▶ Task details:
Retype the listing exactly, so that the copy matches it line for line.

▶ Data to examine:

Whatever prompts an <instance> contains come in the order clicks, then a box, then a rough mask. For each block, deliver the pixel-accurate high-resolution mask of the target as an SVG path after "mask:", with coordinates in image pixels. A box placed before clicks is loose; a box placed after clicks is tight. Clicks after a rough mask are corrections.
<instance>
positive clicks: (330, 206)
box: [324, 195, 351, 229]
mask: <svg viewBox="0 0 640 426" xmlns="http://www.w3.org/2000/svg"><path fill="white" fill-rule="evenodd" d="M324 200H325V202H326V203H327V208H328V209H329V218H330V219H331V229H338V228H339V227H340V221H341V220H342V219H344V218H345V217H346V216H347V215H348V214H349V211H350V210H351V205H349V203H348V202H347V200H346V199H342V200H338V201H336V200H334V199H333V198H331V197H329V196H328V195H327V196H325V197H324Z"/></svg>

▶ Worked solution:
Whatever prompts an <instance> contains come in the order clicks, then a box, then a rough mask. For each block, deliver the pixel-accurate high-resolution mask of the target as an SVG path after "mask:", with coordinates in image pixels. A box placed before clicks is loose; a box placed after clicks is tight. Clicks after a rough mask are corrections.
<instance>
positive clicks: (330, 206)
box: [324, 195, 351, 229]
mask: <svg viewBox="0 0 640 426" xmlns="http://www.w3.org/2000/svg"><path fill="white" fill-rule="evenodd" d="M324 200H325V202H326V203H327V208H328V209H329V218H330V219H331V229H338V228H339V227H340V221H341V220H342V219H344V218H345V217H346V216H347V215H348V214H349V211H350V210H351V205H349V203H348V202H347V200H346V199H342V200H338V201H336V200H334V199H333V198H331V197H329V196H328V195H327V196H325V197H324Z"/></svg>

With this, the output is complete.